Passage for review:
________________

She started working when she was 10, cleaning real estate offices with her mom at night and also hustling at the local swap meet. Hard work is Patty Arvielo’s story, and what a story it has become.

Vanguard University announced the unveiling of the Patty Arvielo School of Business and Management with a ceremony on campus on April 20. Vanguard is now home to the first business school in the country to be named after a Latina.

The event was a surprise for Patty put together by the school and her husband, Rick, with whom she co-founded Tustin-based New American Funding in 2003 and built it into a powerhouse in the mortgage industry. Patty is the company’s chief executive officer.

Patty and Rick recently sponsored the largest academic donation in Vanguard’s 103-year history, which will allow Vanguard to create endowed scholarships, launch an MBA program, hire a founding dean and expand opportunities for first-generation students.

Patty Arvielo looks at her husband Rick during a ceremony on the campus of Vanguard University on April 20.
Patty Arvielo looks at her husband Rick during a ceremony on the campus of Vanguard University on April 20.
(Courtesy of Dana Attebery / Vanguard University)

“This kind of gift and this kind of partnership provides two things that are perfect for a university — resources and a role model,” Vanguard President Michael Beals said. “Patty’s heart, her work, her experience, her past, her future is really about inspiring business leaders, specifically Latina business leaders, to go for their dreams.”

The Arvielos asked that the amount of the donation be kept confidential.

Hundreds of students, faculty and staff greeted her on campus that day, as did family and friends. The self-made entrepreneur, multimillionaire and mentor said it was the first time in her life that she’s been surprised.

“I’m usually the giver, I’m usually the one planning events to surprise others,” Arvielo said. “It was overwhelming. I looked around and all my best friends were there, my family. Then I see all these kids, and I could immediately see that a large percentage of them were Latina, so I knew exactly why I was there.”

Arvielo, 58, said she struggled with impostor syndrome until recent years, thinking she was just lucky and not smart. But she’s overcome that, and she remains involved in plenty of philanthropic causes.

She sits on the board of the Center of Public Leadership at the Harvard Kennedy School, and is a 50% partner in WeAllGrow Latina, the most established lifestyle community of Latina women who have made an impact.

________________

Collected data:
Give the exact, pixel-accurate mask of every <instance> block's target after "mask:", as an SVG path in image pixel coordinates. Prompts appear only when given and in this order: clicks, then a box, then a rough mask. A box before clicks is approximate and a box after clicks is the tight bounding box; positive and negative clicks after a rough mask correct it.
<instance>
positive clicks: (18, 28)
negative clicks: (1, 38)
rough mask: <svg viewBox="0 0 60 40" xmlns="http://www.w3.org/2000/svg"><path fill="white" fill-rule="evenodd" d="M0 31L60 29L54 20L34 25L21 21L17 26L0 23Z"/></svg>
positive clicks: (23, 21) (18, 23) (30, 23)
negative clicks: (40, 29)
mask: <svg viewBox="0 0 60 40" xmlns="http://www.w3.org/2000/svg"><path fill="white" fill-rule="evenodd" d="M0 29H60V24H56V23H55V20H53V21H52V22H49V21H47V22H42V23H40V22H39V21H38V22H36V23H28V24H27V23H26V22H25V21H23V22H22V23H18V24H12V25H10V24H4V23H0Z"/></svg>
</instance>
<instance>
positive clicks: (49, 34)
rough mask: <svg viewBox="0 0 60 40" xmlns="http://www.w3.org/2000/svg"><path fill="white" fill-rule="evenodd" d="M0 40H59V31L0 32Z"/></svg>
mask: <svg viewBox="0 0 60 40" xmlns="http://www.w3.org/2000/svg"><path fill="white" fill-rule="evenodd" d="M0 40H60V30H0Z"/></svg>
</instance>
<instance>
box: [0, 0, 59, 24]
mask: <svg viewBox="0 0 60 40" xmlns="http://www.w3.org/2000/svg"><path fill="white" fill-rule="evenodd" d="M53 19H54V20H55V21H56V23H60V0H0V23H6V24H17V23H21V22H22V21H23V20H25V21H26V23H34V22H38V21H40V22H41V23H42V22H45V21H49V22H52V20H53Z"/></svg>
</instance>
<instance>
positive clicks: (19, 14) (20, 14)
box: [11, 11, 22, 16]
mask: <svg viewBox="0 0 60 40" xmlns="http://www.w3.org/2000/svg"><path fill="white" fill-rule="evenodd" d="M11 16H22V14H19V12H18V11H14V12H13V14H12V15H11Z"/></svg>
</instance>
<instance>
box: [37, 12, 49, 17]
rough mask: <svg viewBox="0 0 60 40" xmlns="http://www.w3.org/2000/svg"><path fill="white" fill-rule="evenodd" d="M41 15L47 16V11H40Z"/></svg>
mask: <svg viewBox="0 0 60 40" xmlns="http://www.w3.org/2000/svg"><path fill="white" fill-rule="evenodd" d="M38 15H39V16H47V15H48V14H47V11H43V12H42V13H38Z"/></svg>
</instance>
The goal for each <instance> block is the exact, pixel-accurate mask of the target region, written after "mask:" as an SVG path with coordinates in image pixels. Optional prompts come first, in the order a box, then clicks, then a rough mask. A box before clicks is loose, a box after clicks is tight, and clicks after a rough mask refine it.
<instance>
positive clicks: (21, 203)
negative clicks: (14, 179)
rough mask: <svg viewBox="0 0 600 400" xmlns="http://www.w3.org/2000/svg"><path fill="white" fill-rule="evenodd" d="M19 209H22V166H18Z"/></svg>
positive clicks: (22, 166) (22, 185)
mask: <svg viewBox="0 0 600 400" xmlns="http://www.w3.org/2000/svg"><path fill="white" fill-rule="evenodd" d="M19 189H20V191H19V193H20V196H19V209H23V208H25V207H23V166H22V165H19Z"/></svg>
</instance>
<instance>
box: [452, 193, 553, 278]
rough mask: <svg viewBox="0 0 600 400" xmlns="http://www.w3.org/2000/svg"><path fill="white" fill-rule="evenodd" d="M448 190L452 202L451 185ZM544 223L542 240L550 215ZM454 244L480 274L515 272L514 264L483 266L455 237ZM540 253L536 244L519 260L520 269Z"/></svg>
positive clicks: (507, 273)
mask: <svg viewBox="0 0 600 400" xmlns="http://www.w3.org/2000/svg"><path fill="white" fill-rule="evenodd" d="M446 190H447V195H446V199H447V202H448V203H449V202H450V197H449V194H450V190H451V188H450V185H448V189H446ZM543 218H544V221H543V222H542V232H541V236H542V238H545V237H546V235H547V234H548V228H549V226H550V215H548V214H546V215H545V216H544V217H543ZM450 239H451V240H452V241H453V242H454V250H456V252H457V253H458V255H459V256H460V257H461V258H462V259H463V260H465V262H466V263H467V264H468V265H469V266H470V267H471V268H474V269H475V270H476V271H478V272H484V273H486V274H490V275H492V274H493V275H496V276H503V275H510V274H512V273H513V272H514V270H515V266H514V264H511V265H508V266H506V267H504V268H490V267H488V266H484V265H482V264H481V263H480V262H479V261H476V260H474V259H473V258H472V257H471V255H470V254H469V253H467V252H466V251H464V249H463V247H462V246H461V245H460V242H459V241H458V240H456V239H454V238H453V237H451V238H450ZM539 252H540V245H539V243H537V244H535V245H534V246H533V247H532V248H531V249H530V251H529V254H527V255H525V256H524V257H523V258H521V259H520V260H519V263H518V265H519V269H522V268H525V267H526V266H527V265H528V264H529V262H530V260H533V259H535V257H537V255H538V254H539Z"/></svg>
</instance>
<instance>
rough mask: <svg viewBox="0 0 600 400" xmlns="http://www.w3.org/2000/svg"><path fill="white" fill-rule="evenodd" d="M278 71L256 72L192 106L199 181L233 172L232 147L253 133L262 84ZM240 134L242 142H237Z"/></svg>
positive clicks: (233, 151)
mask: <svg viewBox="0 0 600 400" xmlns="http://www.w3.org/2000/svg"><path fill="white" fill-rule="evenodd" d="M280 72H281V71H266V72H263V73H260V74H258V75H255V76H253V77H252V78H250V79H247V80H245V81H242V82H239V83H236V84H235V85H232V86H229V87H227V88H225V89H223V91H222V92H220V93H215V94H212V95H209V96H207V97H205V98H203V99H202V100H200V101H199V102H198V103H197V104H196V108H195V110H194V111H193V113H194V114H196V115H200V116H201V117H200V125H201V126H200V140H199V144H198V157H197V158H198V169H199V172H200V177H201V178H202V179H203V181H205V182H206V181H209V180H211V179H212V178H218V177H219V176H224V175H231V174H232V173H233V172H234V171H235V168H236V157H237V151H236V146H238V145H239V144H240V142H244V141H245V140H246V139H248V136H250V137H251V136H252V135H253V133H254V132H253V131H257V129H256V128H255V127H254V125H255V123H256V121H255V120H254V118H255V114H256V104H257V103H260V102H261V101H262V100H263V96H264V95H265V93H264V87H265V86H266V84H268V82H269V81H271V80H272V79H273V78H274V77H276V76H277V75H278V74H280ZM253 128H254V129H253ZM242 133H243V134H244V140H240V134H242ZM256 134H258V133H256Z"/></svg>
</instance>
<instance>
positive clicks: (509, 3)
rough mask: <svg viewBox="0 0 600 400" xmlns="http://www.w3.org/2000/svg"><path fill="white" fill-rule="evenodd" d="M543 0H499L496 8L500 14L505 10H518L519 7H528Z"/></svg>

________________

Job A: Write out everything in the article about Patty Arvielo from "(Courtesy of Dana" down to "she’s been surprised.".
Job B: Please pick up the article about Patty Arvielo after its last sentence and continue it.

Answer section A:
(Courtesy of Dana Attebery / Vanguard University)

“This kind of gift and this kind of partnership provides two things that are perfect for a university — resources and a role model,” Vanguard President Michael Beals said. “Patty’s heart, her work, her experience, her past, her future is really about inspiring business leaders, specifically Latina business leaders, to go for their dreams.”

The Arvielos asked that the amount of the donation be kept confidential.

Hundreds of students, faculty and staff greeted her on campus that day, as did family and friends. The self-made entrepreneur, multimillionaire and mentor said it was the first time in her life that she’s been surprised.

Answer section B:
“There’s such a lack of Latino business leaders that are put out in the media and the news,” Arvielo said. “We talk about [Jennifer Lopez] and those type of people, but there’s really not a specific businessperson for us to emulate and see ourselves in. I enjoy giving back to my community and doing specifically for Latinas what I didn’t have. I really didn’t have anybody to look up to.”

Patty Arvielo is the first Latina to have a business school named after her in the United States.
Patty Arvielo is the first Latina to have a business school named after her in the United States.
(Courtesy of Dana Attebery / Vanguard University)

Vanguard was designated as a Hispanic-Serving Institution by the U.S. Dept. of Education in 2015. Today, nearly half of the school’s undergraduate population — 47% — is Latino, and 68% are students of color.

Business is the largest major at the private Christian university. At the surprise announcement of the Patty Arvielo School of Business and Management on April 20, third-year business student Kaitlyn Velasquez said that Arvielo’s story is inspiring.

“Knowing how much my parents sacrificed in order to best set me up for success, and seeing everything that Mrs. Arvielo has accomplished, gives me even more hope for my future in this field,” Velasquez said.

That is the kind of success story that Patty Arvielo would love to inspire. She said she is ready to get to work and already trying to network for a Latina dean.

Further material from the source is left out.